Instructions for the task | Reproduce exactly the line in which "Where can the wet" occurs and all the lines after it, ending with the last line.

Provided data |

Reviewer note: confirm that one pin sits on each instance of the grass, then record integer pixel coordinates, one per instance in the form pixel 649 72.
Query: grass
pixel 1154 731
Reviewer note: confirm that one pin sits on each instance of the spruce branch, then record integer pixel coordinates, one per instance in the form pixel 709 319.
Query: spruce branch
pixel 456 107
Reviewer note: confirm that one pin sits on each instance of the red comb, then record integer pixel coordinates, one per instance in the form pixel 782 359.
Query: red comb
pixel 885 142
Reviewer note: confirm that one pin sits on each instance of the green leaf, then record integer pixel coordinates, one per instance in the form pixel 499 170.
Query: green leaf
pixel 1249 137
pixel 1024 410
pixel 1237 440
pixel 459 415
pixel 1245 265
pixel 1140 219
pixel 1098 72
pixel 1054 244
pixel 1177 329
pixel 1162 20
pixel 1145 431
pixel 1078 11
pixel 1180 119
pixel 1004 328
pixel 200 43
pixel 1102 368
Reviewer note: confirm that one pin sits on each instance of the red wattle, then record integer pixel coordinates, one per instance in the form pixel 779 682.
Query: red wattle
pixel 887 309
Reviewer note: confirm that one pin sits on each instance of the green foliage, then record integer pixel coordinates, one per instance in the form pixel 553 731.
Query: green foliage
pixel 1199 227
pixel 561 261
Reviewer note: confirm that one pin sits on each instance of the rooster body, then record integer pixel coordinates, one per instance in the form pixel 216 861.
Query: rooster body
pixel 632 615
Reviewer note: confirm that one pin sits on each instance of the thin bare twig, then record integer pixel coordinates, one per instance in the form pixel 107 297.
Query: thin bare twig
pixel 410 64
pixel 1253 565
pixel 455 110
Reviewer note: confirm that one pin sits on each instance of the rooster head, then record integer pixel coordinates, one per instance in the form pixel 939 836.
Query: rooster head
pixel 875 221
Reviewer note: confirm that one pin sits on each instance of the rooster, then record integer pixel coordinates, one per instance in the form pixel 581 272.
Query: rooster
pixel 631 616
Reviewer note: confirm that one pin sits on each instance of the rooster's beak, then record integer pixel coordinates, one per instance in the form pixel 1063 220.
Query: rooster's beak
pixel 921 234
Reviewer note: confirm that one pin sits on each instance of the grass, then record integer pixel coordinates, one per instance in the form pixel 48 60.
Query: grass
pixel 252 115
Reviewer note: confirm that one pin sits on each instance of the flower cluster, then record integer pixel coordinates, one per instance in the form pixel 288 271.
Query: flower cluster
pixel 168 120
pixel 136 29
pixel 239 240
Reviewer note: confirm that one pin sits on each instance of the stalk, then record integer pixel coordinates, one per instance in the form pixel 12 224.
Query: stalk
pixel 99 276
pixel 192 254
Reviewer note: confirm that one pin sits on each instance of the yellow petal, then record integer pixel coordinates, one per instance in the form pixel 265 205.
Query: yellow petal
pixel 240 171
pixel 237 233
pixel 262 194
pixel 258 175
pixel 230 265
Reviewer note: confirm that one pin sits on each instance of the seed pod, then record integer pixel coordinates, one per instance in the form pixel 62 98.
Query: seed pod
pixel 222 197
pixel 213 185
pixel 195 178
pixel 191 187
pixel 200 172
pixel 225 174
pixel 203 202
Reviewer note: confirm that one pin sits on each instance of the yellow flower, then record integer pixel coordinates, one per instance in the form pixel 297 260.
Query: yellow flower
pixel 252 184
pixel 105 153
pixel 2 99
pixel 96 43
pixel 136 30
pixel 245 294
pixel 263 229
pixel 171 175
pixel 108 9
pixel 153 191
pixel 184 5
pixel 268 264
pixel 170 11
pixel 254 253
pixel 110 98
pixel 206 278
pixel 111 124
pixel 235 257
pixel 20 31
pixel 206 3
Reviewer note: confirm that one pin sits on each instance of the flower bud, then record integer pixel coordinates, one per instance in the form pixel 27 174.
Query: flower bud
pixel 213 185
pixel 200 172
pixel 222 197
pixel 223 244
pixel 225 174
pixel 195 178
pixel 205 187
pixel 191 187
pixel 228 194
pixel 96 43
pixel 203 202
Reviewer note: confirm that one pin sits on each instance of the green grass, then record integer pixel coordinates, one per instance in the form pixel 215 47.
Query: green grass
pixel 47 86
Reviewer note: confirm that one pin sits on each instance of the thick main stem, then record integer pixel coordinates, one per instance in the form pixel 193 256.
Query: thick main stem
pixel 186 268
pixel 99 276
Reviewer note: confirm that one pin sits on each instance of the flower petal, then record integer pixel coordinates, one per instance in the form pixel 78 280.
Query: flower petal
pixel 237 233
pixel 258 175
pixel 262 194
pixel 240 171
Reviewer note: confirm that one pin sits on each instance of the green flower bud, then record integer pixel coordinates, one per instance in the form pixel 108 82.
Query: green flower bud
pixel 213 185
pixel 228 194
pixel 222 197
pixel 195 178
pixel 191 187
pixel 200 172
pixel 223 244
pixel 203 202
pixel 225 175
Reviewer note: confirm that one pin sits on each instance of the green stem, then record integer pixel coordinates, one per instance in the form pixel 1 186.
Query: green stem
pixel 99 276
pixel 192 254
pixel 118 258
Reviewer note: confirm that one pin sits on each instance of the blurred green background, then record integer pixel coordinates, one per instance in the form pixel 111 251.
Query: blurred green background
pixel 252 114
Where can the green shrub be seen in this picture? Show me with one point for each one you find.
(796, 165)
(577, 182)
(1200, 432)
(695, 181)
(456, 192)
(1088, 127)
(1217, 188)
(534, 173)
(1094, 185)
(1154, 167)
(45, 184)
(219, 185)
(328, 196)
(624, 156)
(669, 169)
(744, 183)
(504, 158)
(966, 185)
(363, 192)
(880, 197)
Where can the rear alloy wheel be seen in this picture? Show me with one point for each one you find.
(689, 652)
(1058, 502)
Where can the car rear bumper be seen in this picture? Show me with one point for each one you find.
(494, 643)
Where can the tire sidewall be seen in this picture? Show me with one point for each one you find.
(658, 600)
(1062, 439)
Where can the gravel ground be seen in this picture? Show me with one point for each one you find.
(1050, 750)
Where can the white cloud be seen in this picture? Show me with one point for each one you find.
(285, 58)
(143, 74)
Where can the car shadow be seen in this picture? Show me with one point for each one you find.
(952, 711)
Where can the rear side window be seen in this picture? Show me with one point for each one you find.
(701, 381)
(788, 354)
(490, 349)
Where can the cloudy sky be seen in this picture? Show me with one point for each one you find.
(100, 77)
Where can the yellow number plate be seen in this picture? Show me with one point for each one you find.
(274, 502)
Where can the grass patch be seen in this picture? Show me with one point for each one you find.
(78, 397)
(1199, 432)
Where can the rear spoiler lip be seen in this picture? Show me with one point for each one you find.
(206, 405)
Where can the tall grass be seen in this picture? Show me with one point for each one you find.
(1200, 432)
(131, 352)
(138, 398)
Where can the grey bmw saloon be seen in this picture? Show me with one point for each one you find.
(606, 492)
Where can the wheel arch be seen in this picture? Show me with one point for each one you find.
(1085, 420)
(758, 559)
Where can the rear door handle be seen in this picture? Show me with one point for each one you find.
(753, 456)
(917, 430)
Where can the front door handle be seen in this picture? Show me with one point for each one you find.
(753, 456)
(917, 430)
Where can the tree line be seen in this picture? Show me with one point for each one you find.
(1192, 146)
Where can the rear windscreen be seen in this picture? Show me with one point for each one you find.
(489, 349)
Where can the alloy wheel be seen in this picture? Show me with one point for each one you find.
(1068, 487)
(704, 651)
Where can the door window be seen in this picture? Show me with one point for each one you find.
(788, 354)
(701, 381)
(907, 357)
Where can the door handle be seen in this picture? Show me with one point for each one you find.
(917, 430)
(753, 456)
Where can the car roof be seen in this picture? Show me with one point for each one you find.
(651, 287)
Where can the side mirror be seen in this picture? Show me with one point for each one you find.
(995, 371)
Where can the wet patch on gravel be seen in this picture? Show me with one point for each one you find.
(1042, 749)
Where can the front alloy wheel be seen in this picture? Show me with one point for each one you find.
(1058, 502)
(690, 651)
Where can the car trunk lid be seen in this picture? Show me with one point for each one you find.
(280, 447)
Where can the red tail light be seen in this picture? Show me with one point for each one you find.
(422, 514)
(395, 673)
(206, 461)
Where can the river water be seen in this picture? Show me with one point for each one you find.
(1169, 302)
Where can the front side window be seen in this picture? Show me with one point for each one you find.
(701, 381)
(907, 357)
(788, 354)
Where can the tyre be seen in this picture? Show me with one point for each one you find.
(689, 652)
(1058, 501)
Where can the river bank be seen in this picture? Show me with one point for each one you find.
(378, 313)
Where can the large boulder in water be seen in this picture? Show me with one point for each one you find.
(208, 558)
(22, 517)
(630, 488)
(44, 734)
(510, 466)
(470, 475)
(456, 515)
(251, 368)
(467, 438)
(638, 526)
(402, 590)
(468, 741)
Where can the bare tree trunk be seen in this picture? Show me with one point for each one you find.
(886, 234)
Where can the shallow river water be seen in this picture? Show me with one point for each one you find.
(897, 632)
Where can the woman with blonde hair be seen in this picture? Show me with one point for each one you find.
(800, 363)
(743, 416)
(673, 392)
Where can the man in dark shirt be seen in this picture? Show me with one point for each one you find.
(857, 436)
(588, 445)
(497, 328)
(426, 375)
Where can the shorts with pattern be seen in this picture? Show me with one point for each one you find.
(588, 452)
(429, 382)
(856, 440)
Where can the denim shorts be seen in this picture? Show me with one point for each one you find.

Result of this task |
Where can the wet patch on gravel be seen in this picture? Show me with one point for each one you find.
(1042, 749)
Where can the front alloy wheel be seen in this picture? Show me with one point for each one you find.
(1058, 502)
(690, 651)
Where can the car trunk lid be seen in this picture? Show me with one point for each one you find.
(280, 447)
Where can the red tail light be seen in this picture? Show me with one point for each one you find.
(422, 514)
(395, 673)
(206, 461)
Where can the river water be seen in this picture? Show me with one point for each one you find.
(1169, 302)
Where can the front side window be seen in this picture? Show me with one point for each one you find.
(701, 381)
(907, 357)
(788, 354)
Where can the tyre be seen in this picture? Show me with one point for each one you find.
(689, 652)
(1058, 501)
Where can the river bank be seen in this picture? Show me with one point for each one you find.
(378, 313)
Where can the large boulder in water be seen in this picture? Show me with one point for each one you find.
(208, 558)
(22, 517)
(630, 488)
(44, 734)
(510, 466)
(470, 475)
(456, 515)
(251, 368)
(467, 438)
(638, 526)
(402, 590)
(468, 741)
Where can the bare tree trunk be seen in this picture? Show me with one point for each one you find.
(886, 234)
Where can the shallow river water be seen in this picture? Show me with one point for each one you find.
(897, 632)
Where can the woman with blonde hair be seen in this picture? Show me with one point for each one you find.
(800, 363)
(743, 416)
(673, 392)
Where can the man in dark shirt be seen in this picture? Show me with one point for each one you find.
(857, 436)
(588, 445)
(497, 328)
(426, 375)
Where can the shorts with pattern be seen in this picture? Show me with one point for each one you find.
(588, 452)
(429, 382)
(856, 440)
Where can the denim shorts be seen in this picture? Show me with one point for each one you find.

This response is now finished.